__GIVEN REQUEST__
Copy each of the entries below word for word, keeping every line in its original order. Leave the pictures out of your copy.
--- BEGIN TASK INPUTS ---
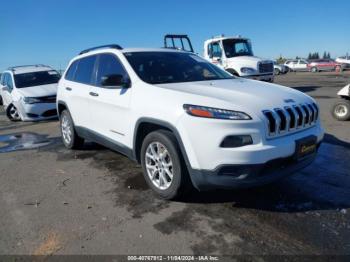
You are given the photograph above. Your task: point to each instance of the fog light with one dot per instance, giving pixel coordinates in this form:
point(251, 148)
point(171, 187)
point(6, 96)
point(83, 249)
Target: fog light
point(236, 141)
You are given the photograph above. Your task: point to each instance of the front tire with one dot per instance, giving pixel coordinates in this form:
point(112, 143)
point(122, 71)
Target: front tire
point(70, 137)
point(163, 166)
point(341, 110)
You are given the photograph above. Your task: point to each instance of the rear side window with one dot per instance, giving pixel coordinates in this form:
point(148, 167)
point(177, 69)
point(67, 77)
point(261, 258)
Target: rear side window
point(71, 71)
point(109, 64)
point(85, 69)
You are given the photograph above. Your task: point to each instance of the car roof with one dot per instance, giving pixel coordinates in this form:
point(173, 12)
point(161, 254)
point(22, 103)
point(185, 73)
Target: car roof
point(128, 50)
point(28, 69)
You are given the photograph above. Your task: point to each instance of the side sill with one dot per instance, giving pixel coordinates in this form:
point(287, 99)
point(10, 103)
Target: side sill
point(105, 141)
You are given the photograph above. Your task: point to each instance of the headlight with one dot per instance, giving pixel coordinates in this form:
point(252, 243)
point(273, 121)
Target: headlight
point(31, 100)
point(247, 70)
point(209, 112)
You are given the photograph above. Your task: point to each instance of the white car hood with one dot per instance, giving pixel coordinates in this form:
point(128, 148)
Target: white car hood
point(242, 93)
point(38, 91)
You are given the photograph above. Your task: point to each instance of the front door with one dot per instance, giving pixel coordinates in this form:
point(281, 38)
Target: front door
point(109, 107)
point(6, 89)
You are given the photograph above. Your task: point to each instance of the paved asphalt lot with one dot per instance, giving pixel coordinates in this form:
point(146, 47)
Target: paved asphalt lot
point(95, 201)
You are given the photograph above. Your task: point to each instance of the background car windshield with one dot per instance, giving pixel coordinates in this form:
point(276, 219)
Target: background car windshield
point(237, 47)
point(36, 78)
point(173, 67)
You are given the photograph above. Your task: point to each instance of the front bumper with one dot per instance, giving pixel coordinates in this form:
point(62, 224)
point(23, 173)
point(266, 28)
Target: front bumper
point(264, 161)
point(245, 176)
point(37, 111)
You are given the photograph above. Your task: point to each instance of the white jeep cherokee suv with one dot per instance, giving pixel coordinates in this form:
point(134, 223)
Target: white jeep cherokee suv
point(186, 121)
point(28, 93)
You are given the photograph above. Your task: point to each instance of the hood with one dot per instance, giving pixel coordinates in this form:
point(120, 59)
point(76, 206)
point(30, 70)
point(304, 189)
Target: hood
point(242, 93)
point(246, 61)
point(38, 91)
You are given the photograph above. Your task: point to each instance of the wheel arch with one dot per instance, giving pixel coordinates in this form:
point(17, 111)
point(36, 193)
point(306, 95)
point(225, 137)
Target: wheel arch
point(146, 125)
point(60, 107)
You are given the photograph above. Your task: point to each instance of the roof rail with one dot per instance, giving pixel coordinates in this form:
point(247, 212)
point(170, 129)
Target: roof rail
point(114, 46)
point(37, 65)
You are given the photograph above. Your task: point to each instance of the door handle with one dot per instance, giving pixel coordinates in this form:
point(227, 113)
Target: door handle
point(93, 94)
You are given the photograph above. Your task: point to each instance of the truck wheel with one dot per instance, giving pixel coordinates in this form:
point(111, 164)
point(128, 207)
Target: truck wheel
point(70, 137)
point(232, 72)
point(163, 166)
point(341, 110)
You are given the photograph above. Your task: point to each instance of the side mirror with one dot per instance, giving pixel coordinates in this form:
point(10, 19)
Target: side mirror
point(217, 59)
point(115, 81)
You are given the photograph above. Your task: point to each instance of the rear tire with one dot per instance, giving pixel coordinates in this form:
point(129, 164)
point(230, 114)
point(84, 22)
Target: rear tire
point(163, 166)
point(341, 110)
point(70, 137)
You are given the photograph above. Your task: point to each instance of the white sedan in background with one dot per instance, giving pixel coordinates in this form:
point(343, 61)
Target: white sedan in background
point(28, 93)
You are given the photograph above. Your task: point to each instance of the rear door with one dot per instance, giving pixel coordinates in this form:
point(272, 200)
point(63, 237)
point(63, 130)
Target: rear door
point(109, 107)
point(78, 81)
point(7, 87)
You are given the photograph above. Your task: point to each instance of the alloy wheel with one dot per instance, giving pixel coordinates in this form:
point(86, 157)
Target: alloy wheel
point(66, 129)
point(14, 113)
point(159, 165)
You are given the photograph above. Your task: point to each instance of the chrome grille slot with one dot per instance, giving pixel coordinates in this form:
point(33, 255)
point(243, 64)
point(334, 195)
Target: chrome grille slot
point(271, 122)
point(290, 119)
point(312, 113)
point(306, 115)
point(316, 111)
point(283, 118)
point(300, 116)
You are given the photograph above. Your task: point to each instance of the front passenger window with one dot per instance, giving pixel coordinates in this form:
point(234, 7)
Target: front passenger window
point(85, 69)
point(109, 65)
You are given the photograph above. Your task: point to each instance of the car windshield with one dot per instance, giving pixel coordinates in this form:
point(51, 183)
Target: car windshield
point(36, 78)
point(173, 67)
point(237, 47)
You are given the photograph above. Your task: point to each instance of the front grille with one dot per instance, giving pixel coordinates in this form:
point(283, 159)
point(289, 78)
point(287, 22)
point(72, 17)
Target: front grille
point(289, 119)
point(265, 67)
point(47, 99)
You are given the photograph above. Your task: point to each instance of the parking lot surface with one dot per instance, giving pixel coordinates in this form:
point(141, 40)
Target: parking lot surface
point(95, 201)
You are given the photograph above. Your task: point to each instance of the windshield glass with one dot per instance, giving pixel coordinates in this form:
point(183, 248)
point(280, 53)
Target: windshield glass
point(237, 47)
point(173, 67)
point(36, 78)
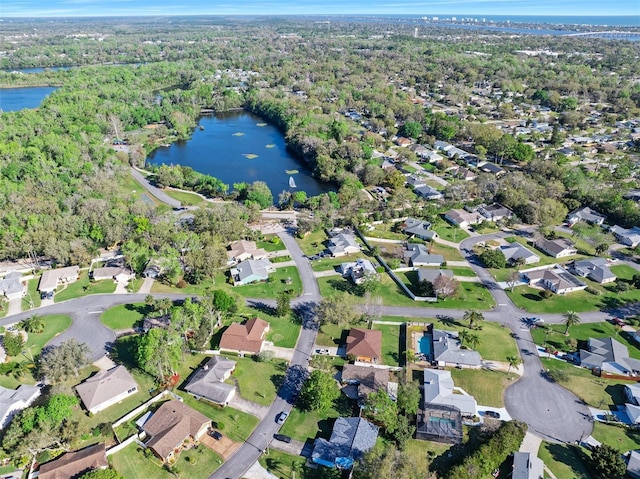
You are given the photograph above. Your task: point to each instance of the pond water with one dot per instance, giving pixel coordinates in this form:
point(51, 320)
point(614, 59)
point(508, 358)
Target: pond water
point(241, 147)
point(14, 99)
--- END TASK INPUTS ---
__TASK RESULT__
You are given the photograph above. Your task: point to each instance of the fog light with one dot per instance, giving pixel coordinates in this form:
point(251, 148)
point(171, 187)
point(6, 96)
point(83, 249)
Target: fog light
point(236, 141)
You are given the photograph above. Your task: point to each instance of the front tire with one dot per instance, giving pixel coordinates in this form:
point(112, 143)
point(122, 71)
Target: front tire
point(70, 137)
point(163, 166)
point(341, 110)
You are given the photograph above. Your task: point to each instance of the rear side window with one dot per instance, giving pixel coordinates in this form:
point(148, 167)
point(177, 69)
point(67, 77)
point(261, 258)
Target: rear side window
point(71, 71)
point(109, 64)
point(85, 69)
You are given the photograph above. Your task: point to each instance of the car roof with one dot per instance, giving pixel coordinates in this form:
point(173, 12)
point(161, 254)
point(22, 103)
point(185, 73)
Target: car roof
point(128, 50)
point(28, 69)
You are given the photograph above. Your task: point to each instance of the side sill with one dot per instance, giving pixel coordinates in this form:
point(287, 99)
point(10, 103)
Target: side sill
point(105, 141)
You are given the photograph above. Your task: point to each instance of the headlight with one dot per instance, giving pixel coordinates in this form:
point(252, 243)
point(273, 121)
Target: headlight
point(31, 100)
point(247, 70)
point(209, 112)
You are given the photograph above. Your task: point to each instance of the white car hood with one dot per instance, giving pixel coordinates in this form:
point(128, 148)
Target: white car hood
point(242, 93)
point(38, 91)
You are given the photograph above. Your task: point to each instance of the front door with one dot per instance, giving pixel coordinates in this form:
point(281, 38)
Target: front door
point(109, 107)
point(6, 89)
You are given the photograph above. Your task: point to each instance of the paved asphalt lot with one dot per instance, giving pixel coordinates in this form:
point(146, 47)
Target: paved asphalt lot
point(95, 201)
You are given the photograph above. Your task: point to each instance of the background car windshield with one dot per instance, giving pixel coordinates in this form:
point(276, 219)
Target: background car windshield
point(237, 47)
point(36, 78)
point(173, 67)
You are given the photograph above. Your task: point to each instance of the front bumper with one dot per instance, giving pixel coordinates in this form:
point(62, 224)
point(23, 173)
point(266, 28)
Target: front bumper
point(264, 161)
point(245, 176)
point(37, 111)
You are given the photograph above. Your task: point to each instance of the white jeep cherokee suv with one dot per instance, giving pixel coordinates in this form:
point(134, 223)
Target: white jeep cherokee suv
point(186, 121)
point(28, 93)
You are given the photograph above. Your task: point to each instance of the hood with one dot per instance, giving pixel coordinates in this form:
point(120, 59)
point(76, 206)
point(30, 70)
point(304, 189)
Target: hood
point(242, 93)
point(246, 61)
point(38, 91)
You are given the photograph above. Your task: point to each instance of the wheel arch with one dot per instance, giving pixel coordinates in this form:
point(17, 111)
point(36, 193)
point(306, 95)
point(225, 137)
Target: wheel arch
point(146, 125)
point(60, 107)
You are given the photograph above. Your task: point to each instance of the roof rail with one dot per instance, giving pixel coordinates in this form:
point(247, 212)
point(170, 129)
Target: roof rail
point(114, 46)
point(37, 65)
You are given the photograph above. Your task: point to each instance of the door handle with one dot per instance, giving pixel coordinates in this form:
point(227, 113)
Target: door handle
point(93, 94)
You are given the photograph above. Your task: point to each instance of the truck wheel with one dot per instance, giving pixel coordinates in this form:
point(111, 164)
point(128, 207)
Target: truck wheel
point(70, 137)
point(232, 72)
point(163, 166)
point(341, 110)
You are given the photograph above. Your task: point to each instance of the side mirror with one dot per instance, giving pixel coordinates in this form:
point(10, 19)
Target: side mirror
point(217, 59)
point(115, 81)
You are given the photograph above. Your task: point to each instance of the rear tire with one dot per instance, giving pixel coordinates in this form:
point(129, 164)
point(230, 114)
point(84, 22)
Target: rear tire
point(163, 166)
point(341, 110)
point(70, 137)
You are given the photograph above. Your task: point to each instance of the white sedan in background with one dot per instance, giving pixel coordinates in this form:
point(343, 61)
Target: white sedan in background
point(28, 93)
You are given the photograph above. Your task: point to each instance of the rear door with one dot per instance, giving pixel coordinates in this form:
point(272, 200)
point(63, 237)
point(63, 130)
Target: rear door
point(109, 107)
point(78, 81)
point(7, 87)
You are given the photograph above. Your task: point to each instance of the alloy wheel with one dot per instance, giving pixel coordinates in this form:
point(86, 157)
Target: alloy wheel
point(66, 129)
point(14, 113)
point(159, 165)
You are given the photograph above. Your task: point to each instance of the chrome grille slot with one dot per instance, giving pixel coordinates in this form:
point(33, 255)
point(243, 64)
point(334, 195)
Target: chrome grille slot
point(271, 122)
point(290, 119)
point(312, 113)
point(306, 115)
point(316, 111)
point(283, 118)
point(300, 116)
You are given the photograph above. Your task: point to each instance of the front passenger window with one dot per instance, giving pixel coordinates in this form:
point(234, 7)
Target: front passenger window
point(85, 69)
point(109, 65)
You are given the photograph above. Your task: point to each instance of the car windshield with one dot per instance, giving pixel coordinates in this form:
point(51, 183)
Target: car windshield
point(36, 78)
point(173, 67)
point(237, 47)
You are given the photograph above. Your task: point to each instance of the front grille with one dot per instance, giving pixel coordinates in this form:
point(283, 159)
point(289, 78)
point(287, 22)
point(72, 17)
Target: front grille
point(289, 119)
point(265, 67)
point(47, 99)
You are given the photograph above. Your task: point to each instance of the parking lot surface with one dot per instance, giving pixel coordinates in this form:
point(141, 40)
Target: parking lot surface
point(95, 201)
You are given the photograph above. Your task: point to each instance of the windshield glass with one dot per instance, giving pixel coordinates in this form:
point(183, 248)
point(280, 53)
Target: windshield glass
point(237, 47)
point(173, 67)
point(36, 78)
You are given the photograph above. Your task: point to each instance of the pond water with one dot per instance, giving pixel coordinates in this form:
point(51, 320)
point(614, 59)
point(508, 358)
Target: pond water
point(241, 147)
point(14, 99)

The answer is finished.